## Exercise requirements
Output as a numbered list the lines of the records from the start through the line containing "247L322 267L319 250L308", leaving out any blank lines.

[Dataset items]
————————

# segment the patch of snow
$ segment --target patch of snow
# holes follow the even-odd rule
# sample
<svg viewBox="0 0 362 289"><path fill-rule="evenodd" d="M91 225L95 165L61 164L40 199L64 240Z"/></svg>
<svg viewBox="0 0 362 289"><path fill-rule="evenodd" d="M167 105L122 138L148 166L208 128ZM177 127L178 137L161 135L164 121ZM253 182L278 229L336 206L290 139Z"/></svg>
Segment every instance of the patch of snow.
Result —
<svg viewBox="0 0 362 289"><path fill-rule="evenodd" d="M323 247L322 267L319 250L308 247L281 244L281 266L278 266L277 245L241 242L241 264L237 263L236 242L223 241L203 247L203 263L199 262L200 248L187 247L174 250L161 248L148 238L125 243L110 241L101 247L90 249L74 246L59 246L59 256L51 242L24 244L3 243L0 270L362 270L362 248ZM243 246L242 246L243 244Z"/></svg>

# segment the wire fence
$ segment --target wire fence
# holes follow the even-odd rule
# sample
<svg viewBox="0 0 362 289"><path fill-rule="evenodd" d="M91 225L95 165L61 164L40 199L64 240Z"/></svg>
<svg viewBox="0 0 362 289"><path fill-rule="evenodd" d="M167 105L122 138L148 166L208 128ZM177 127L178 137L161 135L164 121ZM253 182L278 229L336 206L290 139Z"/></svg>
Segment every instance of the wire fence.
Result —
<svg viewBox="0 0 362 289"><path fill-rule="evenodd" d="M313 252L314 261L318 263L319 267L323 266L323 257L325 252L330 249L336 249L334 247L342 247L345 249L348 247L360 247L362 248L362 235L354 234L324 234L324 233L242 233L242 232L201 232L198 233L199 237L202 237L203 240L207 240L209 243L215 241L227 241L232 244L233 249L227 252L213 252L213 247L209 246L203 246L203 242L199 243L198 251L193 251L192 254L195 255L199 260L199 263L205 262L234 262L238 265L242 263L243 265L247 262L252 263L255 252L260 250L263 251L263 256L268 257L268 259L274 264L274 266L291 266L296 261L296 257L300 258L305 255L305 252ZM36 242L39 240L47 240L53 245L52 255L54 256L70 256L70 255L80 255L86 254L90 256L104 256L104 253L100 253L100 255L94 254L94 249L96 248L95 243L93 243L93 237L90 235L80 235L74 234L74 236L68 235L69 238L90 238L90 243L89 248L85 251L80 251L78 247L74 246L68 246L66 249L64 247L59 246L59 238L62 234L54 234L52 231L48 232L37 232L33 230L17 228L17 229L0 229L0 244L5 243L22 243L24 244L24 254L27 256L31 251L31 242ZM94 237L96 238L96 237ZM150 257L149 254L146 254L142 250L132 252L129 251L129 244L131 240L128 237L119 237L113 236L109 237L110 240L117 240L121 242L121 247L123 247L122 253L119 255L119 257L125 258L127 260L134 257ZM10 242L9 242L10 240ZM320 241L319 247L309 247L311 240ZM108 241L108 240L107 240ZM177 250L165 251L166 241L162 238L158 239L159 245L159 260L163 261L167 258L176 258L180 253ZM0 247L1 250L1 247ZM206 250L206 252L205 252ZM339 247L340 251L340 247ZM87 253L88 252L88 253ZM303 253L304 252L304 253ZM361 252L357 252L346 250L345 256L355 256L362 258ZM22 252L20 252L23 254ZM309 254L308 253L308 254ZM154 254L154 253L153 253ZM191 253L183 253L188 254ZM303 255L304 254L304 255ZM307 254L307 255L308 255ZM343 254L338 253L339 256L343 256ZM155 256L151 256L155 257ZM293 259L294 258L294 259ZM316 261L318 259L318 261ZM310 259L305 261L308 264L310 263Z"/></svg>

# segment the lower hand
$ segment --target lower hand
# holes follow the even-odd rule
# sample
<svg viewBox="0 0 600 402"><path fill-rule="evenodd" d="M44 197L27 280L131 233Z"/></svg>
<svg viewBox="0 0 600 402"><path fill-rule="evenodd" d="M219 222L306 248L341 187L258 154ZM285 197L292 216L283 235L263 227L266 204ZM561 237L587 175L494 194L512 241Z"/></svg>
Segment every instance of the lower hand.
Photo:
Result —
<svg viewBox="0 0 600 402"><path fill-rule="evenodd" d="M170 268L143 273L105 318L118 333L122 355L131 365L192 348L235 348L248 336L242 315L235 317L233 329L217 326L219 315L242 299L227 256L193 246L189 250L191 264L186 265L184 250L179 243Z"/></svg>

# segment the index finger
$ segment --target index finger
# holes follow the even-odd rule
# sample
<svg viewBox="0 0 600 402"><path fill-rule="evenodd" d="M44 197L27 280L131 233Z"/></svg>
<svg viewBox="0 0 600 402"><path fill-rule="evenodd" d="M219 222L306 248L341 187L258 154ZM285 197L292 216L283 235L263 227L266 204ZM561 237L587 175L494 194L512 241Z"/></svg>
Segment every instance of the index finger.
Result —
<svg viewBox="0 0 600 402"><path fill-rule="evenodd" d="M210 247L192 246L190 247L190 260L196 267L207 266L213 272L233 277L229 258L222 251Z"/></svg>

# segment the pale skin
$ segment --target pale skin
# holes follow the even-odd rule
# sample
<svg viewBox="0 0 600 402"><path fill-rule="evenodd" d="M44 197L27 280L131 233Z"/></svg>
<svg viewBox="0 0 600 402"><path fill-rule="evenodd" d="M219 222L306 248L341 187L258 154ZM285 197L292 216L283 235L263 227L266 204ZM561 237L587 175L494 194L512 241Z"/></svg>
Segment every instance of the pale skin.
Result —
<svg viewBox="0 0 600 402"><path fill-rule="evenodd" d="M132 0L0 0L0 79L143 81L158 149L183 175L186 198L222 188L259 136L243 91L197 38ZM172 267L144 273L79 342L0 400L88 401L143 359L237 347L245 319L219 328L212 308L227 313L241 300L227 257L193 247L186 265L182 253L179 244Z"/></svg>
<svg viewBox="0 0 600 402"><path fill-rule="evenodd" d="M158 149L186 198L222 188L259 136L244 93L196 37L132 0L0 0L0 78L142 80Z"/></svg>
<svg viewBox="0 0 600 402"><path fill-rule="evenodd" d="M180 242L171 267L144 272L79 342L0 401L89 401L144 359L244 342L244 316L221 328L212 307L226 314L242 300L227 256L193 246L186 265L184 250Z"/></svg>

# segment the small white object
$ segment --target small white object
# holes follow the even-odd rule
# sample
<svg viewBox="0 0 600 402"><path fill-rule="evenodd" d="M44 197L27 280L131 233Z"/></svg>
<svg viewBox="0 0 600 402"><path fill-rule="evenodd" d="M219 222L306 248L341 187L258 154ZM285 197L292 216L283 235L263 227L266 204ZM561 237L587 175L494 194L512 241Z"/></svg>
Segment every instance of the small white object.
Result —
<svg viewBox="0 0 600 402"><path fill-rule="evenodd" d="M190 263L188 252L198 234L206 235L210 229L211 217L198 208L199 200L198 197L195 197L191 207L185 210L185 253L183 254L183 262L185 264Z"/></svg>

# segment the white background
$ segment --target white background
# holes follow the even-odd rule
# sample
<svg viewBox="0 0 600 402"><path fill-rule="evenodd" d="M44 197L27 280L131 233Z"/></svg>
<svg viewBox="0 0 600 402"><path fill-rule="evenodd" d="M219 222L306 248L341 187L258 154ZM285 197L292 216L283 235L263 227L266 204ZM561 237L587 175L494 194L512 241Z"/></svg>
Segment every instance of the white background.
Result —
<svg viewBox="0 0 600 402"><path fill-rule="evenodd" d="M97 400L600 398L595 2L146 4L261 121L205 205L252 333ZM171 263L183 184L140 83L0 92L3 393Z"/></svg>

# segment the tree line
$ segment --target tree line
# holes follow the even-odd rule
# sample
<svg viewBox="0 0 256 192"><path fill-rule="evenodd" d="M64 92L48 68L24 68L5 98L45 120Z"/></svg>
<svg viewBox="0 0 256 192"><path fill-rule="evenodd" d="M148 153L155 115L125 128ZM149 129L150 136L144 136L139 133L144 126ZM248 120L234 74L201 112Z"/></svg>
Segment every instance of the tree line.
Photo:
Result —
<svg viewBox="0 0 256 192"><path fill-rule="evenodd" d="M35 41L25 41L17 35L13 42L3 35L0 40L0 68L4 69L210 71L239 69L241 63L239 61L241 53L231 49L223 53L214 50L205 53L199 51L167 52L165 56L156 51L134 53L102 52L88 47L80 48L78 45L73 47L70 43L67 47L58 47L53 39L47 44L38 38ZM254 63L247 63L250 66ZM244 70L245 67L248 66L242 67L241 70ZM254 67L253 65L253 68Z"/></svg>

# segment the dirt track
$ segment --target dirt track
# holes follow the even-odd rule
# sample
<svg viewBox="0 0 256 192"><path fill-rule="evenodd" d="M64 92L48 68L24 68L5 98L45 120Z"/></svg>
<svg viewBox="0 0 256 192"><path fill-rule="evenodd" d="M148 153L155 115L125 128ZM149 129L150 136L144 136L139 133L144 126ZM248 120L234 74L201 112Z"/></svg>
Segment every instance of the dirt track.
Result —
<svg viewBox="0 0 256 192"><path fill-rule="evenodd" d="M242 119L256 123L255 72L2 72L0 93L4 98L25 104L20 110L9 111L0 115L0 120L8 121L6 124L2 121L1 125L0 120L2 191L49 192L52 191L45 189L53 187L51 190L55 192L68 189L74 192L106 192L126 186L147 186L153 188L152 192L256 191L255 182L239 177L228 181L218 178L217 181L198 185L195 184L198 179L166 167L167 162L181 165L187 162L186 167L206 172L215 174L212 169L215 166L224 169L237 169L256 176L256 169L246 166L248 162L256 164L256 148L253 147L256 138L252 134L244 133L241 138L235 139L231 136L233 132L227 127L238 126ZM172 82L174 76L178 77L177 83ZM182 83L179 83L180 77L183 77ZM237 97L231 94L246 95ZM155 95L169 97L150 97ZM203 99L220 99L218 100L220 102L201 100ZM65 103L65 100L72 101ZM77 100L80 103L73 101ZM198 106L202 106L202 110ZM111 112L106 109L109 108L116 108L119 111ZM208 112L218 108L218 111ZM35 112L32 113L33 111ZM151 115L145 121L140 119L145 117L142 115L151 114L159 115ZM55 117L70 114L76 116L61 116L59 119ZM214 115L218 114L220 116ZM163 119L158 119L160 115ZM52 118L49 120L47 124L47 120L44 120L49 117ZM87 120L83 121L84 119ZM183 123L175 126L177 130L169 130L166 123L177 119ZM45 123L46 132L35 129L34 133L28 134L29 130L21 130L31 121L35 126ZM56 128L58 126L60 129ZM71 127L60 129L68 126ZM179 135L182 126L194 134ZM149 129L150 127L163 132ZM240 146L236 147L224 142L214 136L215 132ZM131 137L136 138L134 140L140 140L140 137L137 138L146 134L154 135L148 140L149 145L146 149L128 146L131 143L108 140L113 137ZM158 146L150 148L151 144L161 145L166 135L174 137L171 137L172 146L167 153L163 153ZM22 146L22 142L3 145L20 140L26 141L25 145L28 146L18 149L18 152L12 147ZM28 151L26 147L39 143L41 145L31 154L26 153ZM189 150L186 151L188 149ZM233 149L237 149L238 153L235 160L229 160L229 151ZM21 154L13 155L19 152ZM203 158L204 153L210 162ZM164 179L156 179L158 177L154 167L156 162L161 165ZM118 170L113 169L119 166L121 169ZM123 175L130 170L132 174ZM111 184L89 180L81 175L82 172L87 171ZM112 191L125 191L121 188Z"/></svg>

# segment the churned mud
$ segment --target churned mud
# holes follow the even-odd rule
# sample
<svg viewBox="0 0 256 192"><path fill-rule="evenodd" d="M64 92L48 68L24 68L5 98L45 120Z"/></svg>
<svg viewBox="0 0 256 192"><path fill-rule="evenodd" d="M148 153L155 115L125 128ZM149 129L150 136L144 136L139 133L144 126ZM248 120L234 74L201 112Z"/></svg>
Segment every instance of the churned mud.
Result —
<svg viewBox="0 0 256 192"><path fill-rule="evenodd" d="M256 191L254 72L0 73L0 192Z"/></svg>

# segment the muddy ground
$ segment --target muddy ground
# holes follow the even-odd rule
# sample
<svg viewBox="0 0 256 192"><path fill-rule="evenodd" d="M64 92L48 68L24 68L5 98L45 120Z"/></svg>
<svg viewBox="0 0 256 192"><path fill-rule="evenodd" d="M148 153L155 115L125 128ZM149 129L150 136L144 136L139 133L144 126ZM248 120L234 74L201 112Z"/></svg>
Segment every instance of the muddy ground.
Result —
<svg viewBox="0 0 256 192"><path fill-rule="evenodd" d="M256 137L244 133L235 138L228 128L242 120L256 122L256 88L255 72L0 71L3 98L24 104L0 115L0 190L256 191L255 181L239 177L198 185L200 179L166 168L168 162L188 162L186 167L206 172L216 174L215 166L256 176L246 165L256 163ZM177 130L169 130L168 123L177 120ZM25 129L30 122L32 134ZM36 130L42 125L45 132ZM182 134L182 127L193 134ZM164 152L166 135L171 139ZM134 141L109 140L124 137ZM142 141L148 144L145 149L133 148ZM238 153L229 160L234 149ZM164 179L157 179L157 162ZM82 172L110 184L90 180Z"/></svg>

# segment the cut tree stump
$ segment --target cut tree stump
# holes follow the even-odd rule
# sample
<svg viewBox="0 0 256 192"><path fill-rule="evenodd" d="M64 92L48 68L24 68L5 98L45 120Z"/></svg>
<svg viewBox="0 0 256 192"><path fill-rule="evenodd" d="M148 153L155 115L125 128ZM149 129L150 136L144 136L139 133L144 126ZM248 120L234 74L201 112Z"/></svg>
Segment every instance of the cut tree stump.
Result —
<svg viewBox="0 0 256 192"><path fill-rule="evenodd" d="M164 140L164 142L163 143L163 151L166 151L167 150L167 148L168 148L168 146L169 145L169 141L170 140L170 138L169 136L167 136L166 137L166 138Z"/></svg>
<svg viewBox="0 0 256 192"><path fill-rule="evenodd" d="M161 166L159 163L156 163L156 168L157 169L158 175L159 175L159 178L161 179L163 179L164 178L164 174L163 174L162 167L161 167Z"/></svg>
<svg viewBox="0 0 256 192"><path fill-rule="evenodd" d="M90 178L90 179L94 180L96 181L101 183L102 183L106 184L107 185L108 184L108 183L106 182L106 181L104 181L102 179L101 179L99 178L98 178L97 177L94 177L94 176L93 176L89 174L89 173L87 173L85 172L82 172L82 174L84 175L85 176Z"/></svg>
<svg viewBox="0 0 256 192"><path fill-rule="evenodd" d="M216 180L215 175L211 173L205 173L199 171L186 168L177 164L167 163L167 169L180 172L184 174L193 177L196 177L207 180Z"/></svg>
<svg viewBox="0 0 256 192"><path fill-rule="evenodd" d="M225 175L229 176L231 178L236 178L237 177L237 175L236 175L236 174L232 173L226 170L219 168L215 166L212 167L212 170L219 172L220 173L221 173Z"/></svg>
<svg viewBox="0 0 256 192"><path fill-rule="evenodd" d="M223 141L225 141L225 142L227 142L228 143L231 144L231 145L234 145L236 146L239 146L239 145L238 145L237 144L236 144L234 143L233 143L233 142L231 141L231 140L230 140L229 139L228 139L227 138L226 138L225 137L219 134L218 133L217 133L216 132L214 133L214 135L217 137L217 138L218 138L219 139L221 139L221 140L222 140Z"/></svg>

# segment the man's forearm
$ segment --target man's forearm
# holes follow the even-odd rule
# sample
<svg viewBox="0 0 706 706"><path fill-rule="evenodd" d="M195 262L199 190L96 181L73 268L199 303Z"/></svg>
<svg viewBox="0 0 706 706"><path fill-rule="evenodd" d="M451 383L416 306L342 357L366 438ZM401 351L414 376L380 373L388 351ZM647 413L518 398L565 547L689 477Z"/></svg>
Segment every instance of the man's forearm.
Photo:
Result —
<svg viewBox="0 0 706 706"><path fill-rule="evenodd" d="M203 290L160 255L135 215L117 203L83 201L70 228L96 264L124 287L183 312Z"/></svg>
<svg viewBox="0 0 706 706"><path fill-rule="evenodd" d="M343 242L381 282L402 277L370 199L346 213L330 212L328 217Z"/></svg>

————————

## Output
1. # segment the patch of snow
2. $ segment --target patch of snow
3. # holes follow the even-odd rule
4. # sample
5. <svg viewBox="0 0 362 289"><path fill-rule="evenodd" d="M91 225L95 165L61 164L40 199L64 240Z"/></svg>
6. <svg viewBox="0 0 362 289"><path fill-rule="evenodd" d="M167 105L122 138L148 166L208 128ZM177 127L178 137L161 135L164 121ZM253 182L278 229L336 206L290 139Z"/></svg>
7. Segment every instance of the patch of snow.
8. Result —
9. <svg viewBox="0 0 362 289"><path fill-rule="evenodd" d="M323 247L322 267L319 250L308 247L281 244L281 266L278 266L277 245L241 242L241 264L237 263L236 242L223 241L203 247L203 263L199 262L200 248L187 247L174 250L161 248L148 238L125 243L110 241L101 247L90 249L74 246L59 246L59 256L51 242L24 244L3 243L0 270L362 270L362 248ZM243 246L242 246L243 244Z"/></svg>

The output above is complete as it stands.